* [To do]: Nothing but a number should be written: the count of lines below that contain "then".

━━━━━ Dataset

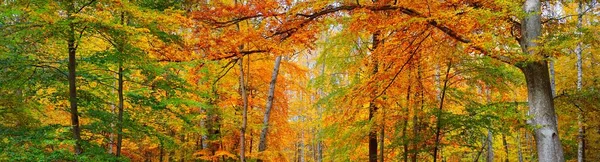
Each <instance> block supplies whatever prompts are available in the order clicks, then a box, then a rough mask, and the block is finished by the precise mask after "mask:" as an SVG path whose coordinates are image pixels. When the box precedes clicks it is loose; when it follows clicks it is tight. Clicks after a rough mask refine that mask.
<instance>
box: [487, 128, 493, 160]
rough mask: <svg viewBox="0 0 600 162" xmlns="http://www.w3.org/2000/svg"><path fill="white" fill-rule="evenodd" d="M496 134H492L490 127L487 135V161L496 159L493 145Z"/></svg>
mask: <svg viewBox="0 0 600 162" xmlns="http://www.w3.org/2000/svg"><path fill="white" fill-rule="evenodd" d="M493 141H494V136H493V135H492V131H491V130H489V129H488V137H487V143H488V144H487V145H488V149H487V150H488V152H487V153H488V154H487V158H486V161H487V162H493V161H494V147H493V144H494V143H493Z"/></svg>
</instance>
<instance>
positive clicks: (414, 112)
mask: <svg viewBox="0 0 600 162" xmlns="http://www.w3.org/2000/svg"><path fill="white" fill-rule="evenodd" d="M411 67H412V66H411ZM410 69H412V68H410ZM410 69H409V71H408V81H409V83H408V89H407V90H406V111H405V112H404V113H405V114H406V115H407V117H406V118H404V123H403V125H402V139H403V140H405V141H404V144H403V146H404V152H403V161H404V162H408V146H409V144H410V143H412V142H408V140H407V139H408V135H407V133H406V130H407V129H408V120H409V119H408V115H409V111H410V110H409V108H410V107H411V105H410V95H411V93H410V90H411V87H412V86H411V82H410V81H411V77H410V74H411V71H410ZM416 110H417V109H416V107H415V108H414V110H413V116H415V115H416V113H417V111H416ZM414 130H416V128H413V131H414ZM415 143H416V142H415Z"/></svg>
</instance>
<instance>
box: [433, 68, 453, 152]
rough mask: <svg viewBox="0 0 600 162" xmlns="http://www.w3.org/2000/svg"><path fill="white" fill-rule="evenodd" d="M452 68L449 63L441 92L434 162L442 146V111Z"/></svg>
mask: <svg viewBox="0 0 600 162" xmlns="http://www.w3.org/2000/svg"><path fill="white" fill-rule="evenodd" d="M451 67H452V63H448V68H447V69H446V78H445V79H444V86H443V87H442V92H441V97H440V107H439V110H438V111H439V112H438V114H437V117H436V119H437V123H436V128H435V145H434V148H433V162H436V161H437V155H438V149H439V147H440V146H439V145H440V136H441V133H442V132H441V129H442V126H441V124H442V122H441V119H442V110H443V108H444V98H445V97H446V89H447V88H448V81H449V80H450V78H448V77H449V76H450V75H449V74H450V68H451Z"/></svg>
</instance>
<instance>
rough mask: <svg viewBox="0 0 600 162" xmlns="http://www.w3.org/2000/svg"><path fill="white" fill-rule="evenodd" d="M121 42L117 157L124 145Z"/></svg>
mask: <svg viewBox="0 0 600 162" xmlns="http://www.w3.org/2000/svg"><path fill="white" fill-rule="evenodd" d="M121 25H125V13H124V12H121ZM120 41H121V42H120V43H121V44H120V45H119V47H117V48H119V52H120V55H119V71H118V74H117V75H118V80H117V82H118V87H117V96H118V98H119V106H118V107H119V111H118V114H117V154H116V155H117V157H119V156H121V148H122V146H123V102H124V100H123V57H122V55H123V46H124V43H125V42H124V41H125V40H124V39H123V40H120Z"/></svg>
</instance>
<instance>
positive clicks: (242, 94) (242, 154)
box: [239, 57, 248, 162]
mask: <svg viewBox="0 0 600 162" xmlns="http://www.w3.org/2000/svg"><path fill="white" fill-rule="evenodd" d="M242 60H243V57H242V58H240V62H239V66H240V93H241V95H242V109H243V110H242V128H241V129H240V161H241V162H245V161H246V155H245V152H246V150H245V149H246V146H245V142H246V139H245V138H246V126H247V124H248V96H247V95H246V85H245V84H244V65H243V61H242Z"/></svg>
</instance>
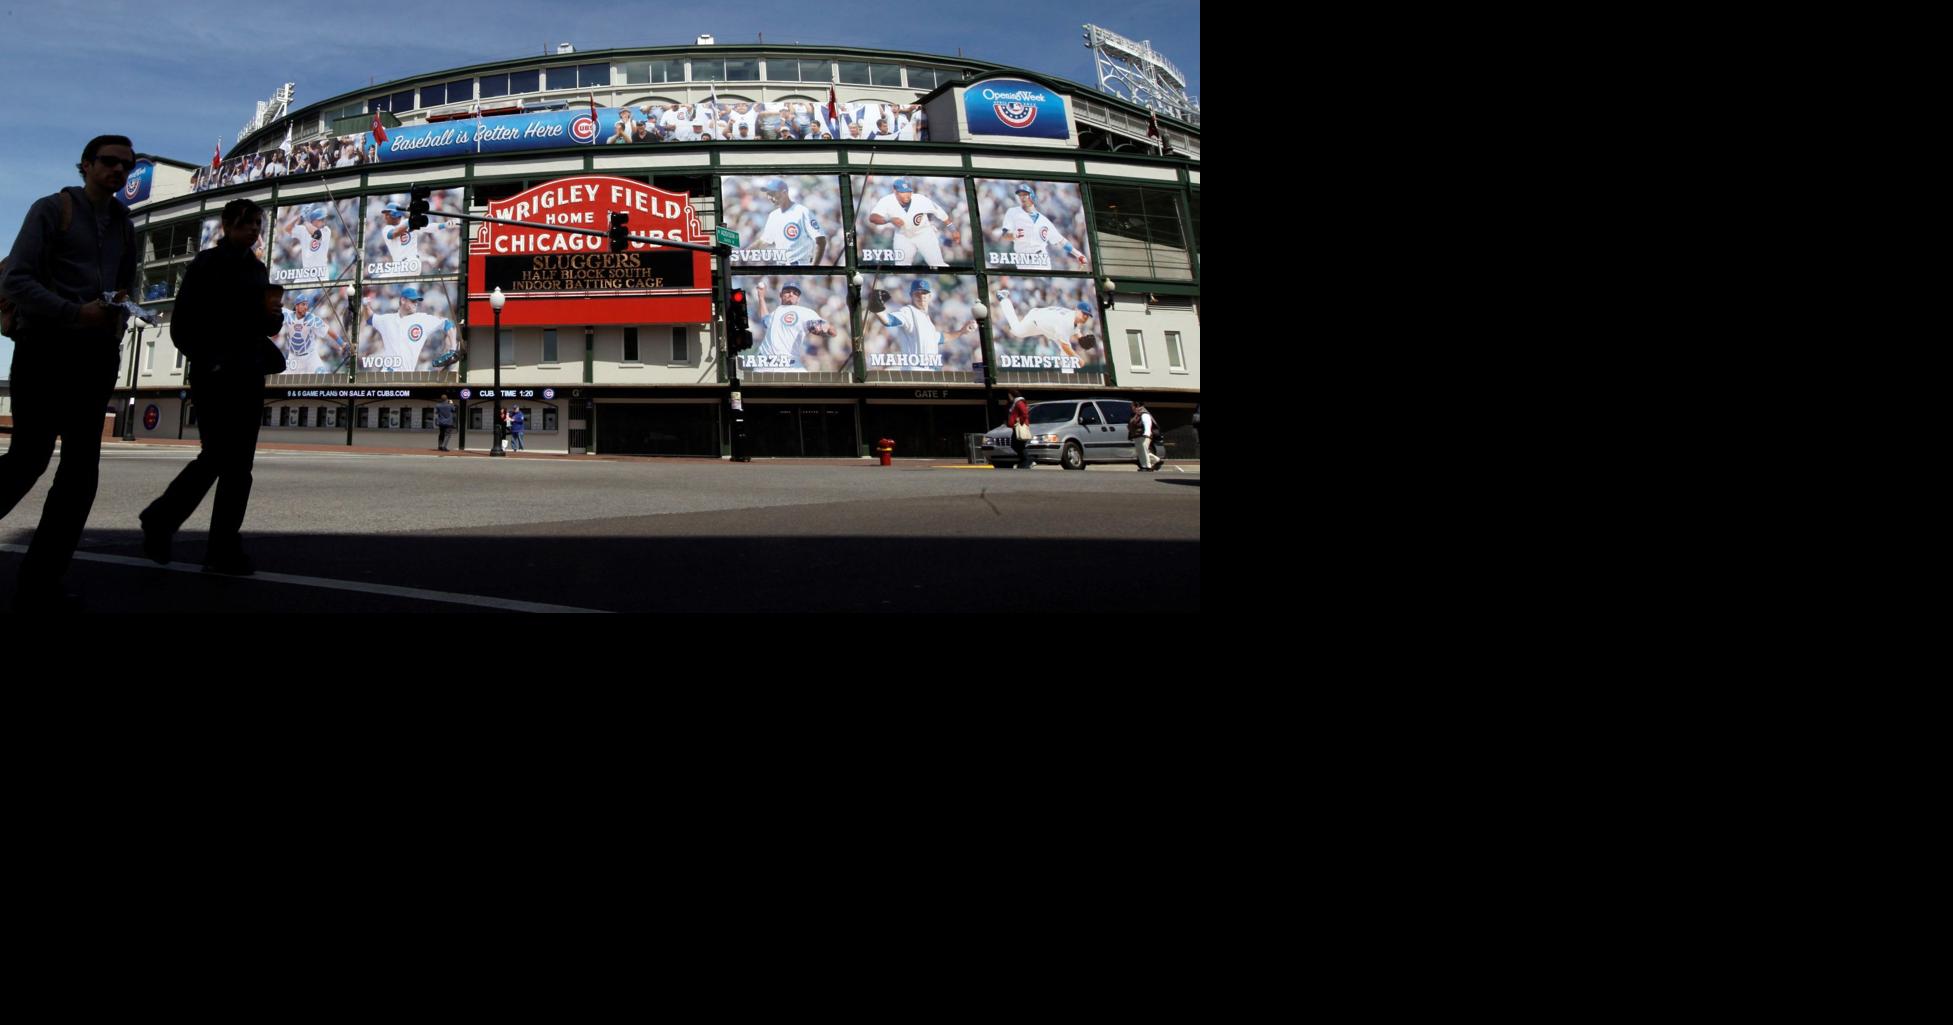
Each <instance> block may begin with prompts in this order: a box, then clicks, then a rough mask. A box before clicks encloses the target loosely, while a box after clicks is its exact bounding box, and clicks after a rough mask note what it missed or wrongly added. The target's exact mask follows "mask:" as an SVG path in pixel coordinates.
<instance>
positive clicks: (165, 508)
mask: <svg viewBox="0 0 1953 1025" xmlns="http://www.w3.org/2000/svg"><path fill="white" fill-rule="evenodd" d="M223 225H225V234H223V240H221V242H219V244H217V246H213V248H209V250H203V252H199V254H197V258H195V260H193V262H191V264H189V269H187V271H184V287H182V289H178V293H176V314H174V318H172V320H170V338H172V340H174V342H176V348H178V349H180V351H182V353H184V355H187V357H189V398H191V402H195V404H197V433H199V435H201V441H203V451H201V453H199V455H197V459H193V461H191V463H189V465H187V467H184V472H180V474H176V480H172V482H170V488H168V490H166V492H162V498H158V500H154V502H150V504H148V508H146V510H143V554H146V556H148V558H150V560H154V562H168V560H170V539H172V537H174V535H176V529H178V527H182V525H184V519H189V513H191V512H195V510H197V506H199V504H201V502H203V496H205V494H207V492H209V490H211V482H217V506H215V508H213V510H211V541H209V547H207V549H205V553H203V570H205V572H221V574H230V576H250V574H254V572H258V568H256V564H252V560H250V556H246V554H244V543H242V537H240V531H242V529H244V508H246V506H248V504H250V465H252V459H256V455H258V426H260V416H262V410H264V375H268V373H283V371H285V355H283V353H281V351H277V344H275V342H271V336H275V334H277V332H279V330H281V328H283V326H285V318H283V308H281V303H279V301H277V293H279V289H277V285H271V283H270V275H268V273H266V269H264V264H260V262H258V258H256V256H254V254H252V248H254V246H256V244H258V236H260V234H262V232H264V211H262V209H260V207H258V203H252V201H250V199H232V201H230V203H229V205H225V213H223Z"/></svg>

━━━━━━━━━━

* [Solution for this exercise]: 2